§ ОТРЫВОК ТЕКСТА:

* * * * *

По странному стечению обстоятельств ровно тридцать лет назад меня исключали из комсомола за то, что я не хотел верить, что моя мама враг народа. Мне было тогда девятнадцать лет. Ни мое участие в двух войнах, ни ранения, ни награды не могли смыть наложенного на меня клейма. Вплоть до XX съезда партии я был человеком второго сорта. Может быть, поэтому я так остро реагирую, когда мне представляется, что делаются попытки перечеркнуть решения XX и XXII съездов партии… Я защищал в письме себя, вас, любого гражданина от произвола и судебных ошибок, которыми так богато наше прошлое…

Из выступления Б. Балтера на заседании бюро Фрунзенского РК КПСС 20 июня 1968 г., рассматривавшего его персональное дело.

Для Юшина сразу же стало ясно, что Балтер не из тех, кто станет каяться, признавать ошибки, выдавать «зачинщиков». А именно этого и добивались; ведь все «дела», допросы с пристрастием, расправы за письма протеста, адресованные руководителям страны, были акцией «устрашения», в этом был их смысл, — надо было заткнуть рот противникам подспудно, но твердо проводившейся ресталинизации. «Балтер — человек, убежденный в своей правоте, — подвел итог Юшин. — Его подпись — позиция. Все им сказанное — это его система взглядов, его кредо. Балтер хорошо понимает, что он сделал. Борис Исаакович и сегодня твердо стоит на своих позициях. Он не бросает слов на ветер. Сказанное им: „Судьей между нами будет время“, — фраза со значением. Письмо, подписанное им, больше, чем защита запутавшихся юнцов. Он придает письму смысл большой политической важности. Я считаю, что товарищи в „Юности“ хорошо и много сказали Балтеру, а вывод сделали слабый. Балтер где-то клевещет на нашу политическую жизнь. Он не может быть нашим единомышленником». По предложению Юшина бюро райкома единогласно исключило Балтера из партии…

Боюсь, как бы у читателей не создалось представления о Балтере как о человеке суровом, твердокаменном, аскетического склада. На самом деле внутренняя сила, командирская властность, фронтовая решительность уживались в нем с каким-то мальчишеством, с юношеской жадностью к жизни. У него была озорная улыбка — неожиданная для такого крупного, солидного, я бы даже сказал, почтенного вида человека. Вспоминая Бориса, я вижу его за шахматной доской — то торжествующего, предвкушающего близкую победу, то приунывшего — угроза поражения нависла над ним, то горячащегося: «Сколько можно предупреждать, что нельзя брать назад ход!». Вижу его за шахматами в Малеевке в холле перед библиотекой и кинозалом, в Коктебеле на пляже под палящим солнцем, в «Литературной газете» на Цветном бульваре, в комнате на шестом этаже, где размещался отдел русской литературы и где постоянно собирался самый разный литературный люд.

* * * * *

По чьему предложению бюро райкома исключило Балтера из партии, согласно отрывку о Борисе Балтере?

[Подписи к фотографиям с рамками]
* * * * *

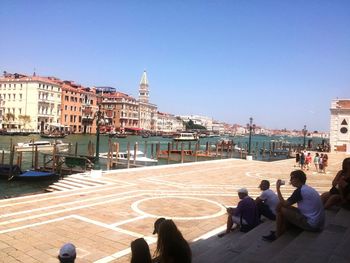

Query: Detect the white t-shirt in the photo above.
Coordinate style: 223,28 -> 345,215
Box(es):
259,189 -> 279,214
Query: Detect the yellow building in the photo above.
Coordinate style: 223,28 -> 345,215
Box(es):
0,73 -> 61,132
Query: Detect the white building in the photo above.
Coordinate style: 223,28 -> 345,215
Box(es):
179,115 -> 213,131
329,99 -> 350,152
139,71 -> 157,131
157,112 -> 185,133
0,73 -> 61,132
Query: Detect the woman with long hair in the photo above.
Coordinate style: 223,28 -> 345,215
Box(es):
321,157 -> 350,209
156,219 -> 192,263
130,238 -> 152,263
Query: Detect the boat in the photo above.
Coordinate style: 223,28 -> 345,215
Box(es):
0,164 -> 58,180
99,151 -> 158,166
40,133 -> 67,139
173,132 -> 199,142
109,132 -> 128,138
15,140 -> 69,152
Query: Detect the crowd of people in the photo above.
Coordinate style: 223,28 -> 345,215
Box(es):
294,151 -> 328,173
58,158 -> 350,263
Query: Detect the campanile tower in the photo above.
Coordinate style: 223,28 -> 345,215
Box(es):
139,70 -> 149,103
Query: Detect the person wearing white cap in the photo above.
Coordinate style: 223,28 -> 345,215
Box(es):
218,188 -> 259,237
58,243 -> 77,263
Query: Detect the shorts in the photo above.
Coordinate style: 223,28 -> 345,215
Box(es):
281,207 -> 320,232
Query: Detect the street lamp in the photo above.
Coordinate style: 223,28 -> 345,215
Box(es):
247,117 -> 255,155
303,125 -> 307,149
94,105 -> 102,170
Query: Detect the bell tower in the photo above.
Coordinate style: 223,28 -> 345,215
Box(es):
139,70 -> 149,103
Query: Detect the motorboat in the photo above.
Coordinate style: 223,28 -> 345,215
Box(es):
173,132 -> 199,142
99,151 -> 158,166
40,132 -> 67,139
15,140 -> 69,152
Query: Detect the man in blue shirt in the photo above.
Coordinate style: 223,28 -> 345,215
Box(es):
263,170 -> 325,241
218,188 -> 259,237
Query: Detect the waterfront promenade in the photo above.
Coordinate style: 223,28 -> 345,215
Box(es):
0,153 -> 346,263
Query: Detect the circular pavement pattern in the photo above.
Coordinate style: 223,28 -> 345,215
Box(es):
131,196 -> 226,220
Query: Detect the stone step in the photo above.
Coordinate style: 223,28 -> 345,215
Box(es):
53,181 -> 79,190
265,210 -> 337,262
193,221 -> 274,263
232,228 -> 300,263
295,224 -> 347,263
65,175 -> 106,186
328,225 -> 350,263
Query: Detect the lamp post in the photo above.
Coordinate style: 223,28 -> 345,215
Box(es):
94,105 -> 102,170
303,125 -> 307,149
247,117 -> 255,159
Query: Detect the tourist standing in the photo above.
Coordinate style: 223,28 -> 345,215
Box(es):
314,153 -> 320,172
318,153 -> 323,173
322,153 -> 328,173
305,153 -> 312,171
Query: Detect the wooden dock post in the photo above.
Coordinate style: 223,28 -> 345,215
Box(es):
181,142 -> 185,163
34,146 -> 38,170
133,142 -> 139,166
168,142 -> 171,164
52,144 -> 56,172
8,145 -> 15,180
74,141 -> 78,156
112,142 -> 119,166
205,142 -> 209,156
230,140 -> 235,158
143,141 -> 147,157
156,142 -> 160,160
126,142 -> 130,169
220,141 -> 225,159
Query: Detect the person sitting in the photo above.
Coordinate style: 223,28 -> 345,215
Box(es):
130,238 -> 152,263
321,157 -> 350,209
58,243 -> 77,263
156,219 -> 192,263
263,170 -> 325,242
255,180 -> 279,220
218,188 -> 259,237
153,217 -> 165,235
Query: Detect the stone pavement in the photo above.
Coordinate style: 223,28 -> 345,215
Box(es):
0,153 -> 346,263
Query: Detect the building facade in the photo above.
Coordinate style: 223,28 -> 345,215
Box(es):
156,112 -> 185,133
0,73 -> 61,132
101,92 -> 139,133
329,99 -> 350,152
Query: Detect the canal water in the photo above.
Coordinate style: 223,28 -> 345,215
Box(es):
0,134 -> 322,199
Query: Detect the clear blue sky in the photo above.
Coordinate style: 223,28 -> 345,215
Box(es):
0,0 -> 350,131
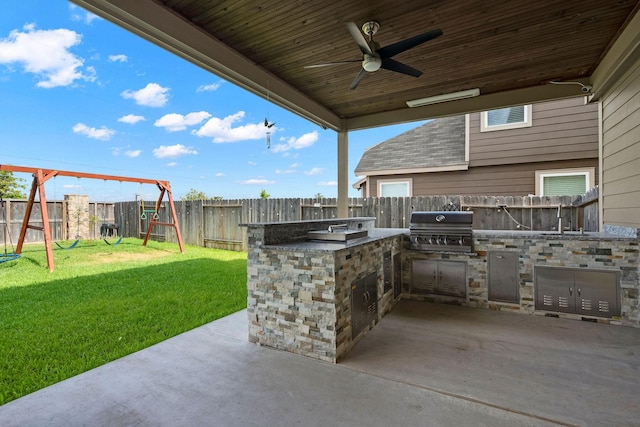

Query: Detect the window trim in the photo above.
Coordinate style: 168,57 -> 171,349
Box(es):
480,104 -> 533,132
377,178 -> 413,197
536,167 -> 596,196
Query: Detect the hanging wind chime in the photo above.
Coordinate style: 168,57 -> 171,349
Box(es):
264,82 -> 275,148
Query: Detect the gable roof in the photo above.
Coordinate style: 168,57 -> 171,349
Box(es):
355,116 -> 466,176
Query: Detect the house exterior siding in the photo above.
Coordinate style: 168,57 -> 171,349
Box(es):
367,157 -> 598,197
601,56 -> 640,229
469,97 -> 599,168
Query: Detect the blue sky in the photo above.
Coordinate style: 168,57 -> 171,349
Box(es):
0,0 -> 418,201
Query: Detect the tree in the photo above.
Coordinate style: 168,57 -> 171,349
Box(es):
181,188 -> 209,200
0,171 -> 27,199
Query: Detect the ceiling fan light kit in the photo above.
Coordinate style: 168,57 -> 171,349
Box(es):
407,88 -> 480,108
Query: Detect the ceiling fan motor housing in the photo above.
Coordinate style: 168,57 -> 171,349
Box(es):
362,54 -> 382,73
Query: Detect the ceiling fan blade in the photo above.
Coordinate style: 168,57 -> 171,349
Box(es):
349,68 -> 367,90
346,22 -> 373,55
304,59 -> 362,68
377,29 -> 442,59
380,58 -> 422,77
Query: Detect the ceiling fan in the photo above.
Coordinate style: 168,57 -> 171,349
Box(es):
304,21 -> 442,89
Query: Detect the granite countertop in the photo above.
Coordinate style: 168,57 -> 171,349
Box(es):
264,228 -> 409,252
473,230 -> 637,240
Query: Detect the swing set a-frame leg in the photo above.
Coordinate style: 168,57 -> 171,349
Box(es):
16,169 -> 56,271
142,182 -> 184,253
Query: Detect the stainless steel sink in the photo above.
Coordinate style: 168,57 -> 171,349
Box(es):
307,230 -> 369,242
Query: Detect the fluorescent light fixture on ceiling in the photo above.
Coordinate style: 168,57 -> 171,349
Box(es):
407,88 -> 480,107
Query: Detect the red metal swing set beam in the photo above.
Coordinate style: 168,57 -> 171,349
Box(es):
0,165 -> 184,271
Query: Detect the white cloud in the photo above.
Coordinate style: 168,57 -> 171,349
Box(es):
193,111 -> 268,143
153,111 -> 211,132
271,130 -> 318,153
153,144 -> 198,159
196,81 -> 222,92
304,168 -> 324,176
118,114 -> 146,125
120,83 -> 170,107
109,54 -> 128,62
0,24 -> 96,89
69,4 -> 100,24
72,123 -> 116,141
238,178 -> 276,185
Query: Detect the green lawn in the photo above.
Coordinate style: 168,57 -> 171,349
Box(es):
0,238 -> 247,405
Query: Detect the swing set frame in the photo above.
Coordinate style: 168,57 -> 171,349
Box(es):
0,164 -> 184,271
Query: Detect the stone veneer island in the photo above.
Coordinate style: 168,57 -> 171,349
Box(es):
245,218 -> 640,363
246,218 -> 407,363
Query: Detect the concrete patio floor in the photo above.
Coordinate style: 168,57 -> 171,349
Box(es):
0,301 -> 640,427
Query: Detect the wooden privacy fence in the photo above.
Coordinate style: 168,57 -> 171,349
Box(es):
0,191 -> 598,251
0,199 -> 115,246
115,188 -> 598,251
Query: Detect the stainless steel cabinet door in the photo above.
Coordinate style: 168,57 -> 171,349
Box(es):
535,266 -> 576,313
487,251 -> 520,303
574,270 -> 620,317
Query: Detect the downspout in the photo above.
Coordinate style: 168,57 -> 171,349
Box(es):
338,130 -> 349,218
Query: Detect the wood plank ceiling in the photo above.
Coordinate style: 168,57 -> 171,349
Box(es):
73,0 -> 639,130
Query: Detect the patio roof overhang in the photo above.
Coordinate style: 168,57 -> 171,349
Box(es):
71,0 -> 640,213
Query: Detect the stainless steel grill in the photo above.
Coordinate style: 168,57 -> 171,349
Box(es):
409,211 -> 473,252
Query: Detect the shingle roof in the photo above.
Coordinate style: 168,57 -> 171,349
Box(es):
355,116 -> 465,176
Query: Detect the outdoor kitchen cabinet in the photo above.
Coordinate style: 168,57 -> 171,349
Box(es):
487,251 -> 520,303
410,260 -> 467,298
535,266 -> 620,317
351,272 -> 378,339
393,253 -> 402,299
382,251 -> 393,294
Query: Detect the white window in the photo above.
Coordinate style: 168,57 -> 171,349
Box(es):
536,168 -> 595,196
480,105 -> 531,132
378,179 -> 411,197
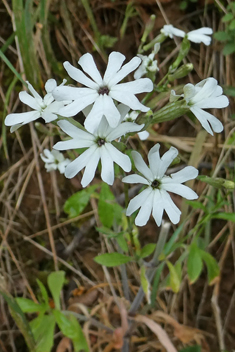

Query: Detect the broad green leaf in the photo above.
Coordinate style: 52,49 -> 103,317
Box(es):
30,315 -> 56,352
47,271 -> 65,309
64,185 -> 98,218
187,243 -> 203,284
94,253 -> 133,267
53,309 -> 90,352
140,266 -> 151,304
140,243 -> 156,258
201,250 -> 220,285
166,261 -> 180,293
15,297 -> 46,313
222,12 -> 234,22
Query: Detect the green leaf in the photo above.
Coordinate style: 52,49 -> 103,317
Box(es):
222,12 -> 233,22
64,185 -> 99,218
187,243 -> 203,284
15,297 -> 45,313
140,243 -> 156,258
201,250 -> 220,285
223,42 -> 235,55
94,253 -> 133,267
30,315 -> 55,352
166,261 -> 180,293
47,271 -> 65,309
53,310 -> 90,352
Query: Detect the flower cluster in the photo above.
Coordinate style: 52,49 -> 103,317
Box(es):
5,25 -> 228,226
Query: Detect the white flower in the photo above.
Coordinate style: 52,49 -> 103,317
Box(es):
170,77 -> 229,135
121,108 -> 149,141
134,43 -> 160,79
161,24 -> 186,38
53,52 -> 153,132
40,149 -> 71,174
187,27 -> 213,45
161,24 -> 213,45
53,117 -> 143,187
122,144 -> 198,226
5,79 -> 66,132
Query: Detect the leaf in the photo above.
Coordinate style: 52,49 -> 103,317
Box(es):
53,310 -> 89,352
64,185 -> 99,218
47,271 -> 65,309
201,250 -> 220,285
140,243 -> 156,258
30,315 -> 55,352
187,243 -> 203,284
15,297 -> 46,313
94,253 -> 133,267
98,183 -> 123,228
166,261 -> 180,293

* * * * *

§ ВЫПОЛНЕННОЕ ЗАДАНИЕ: По предложению Юшина.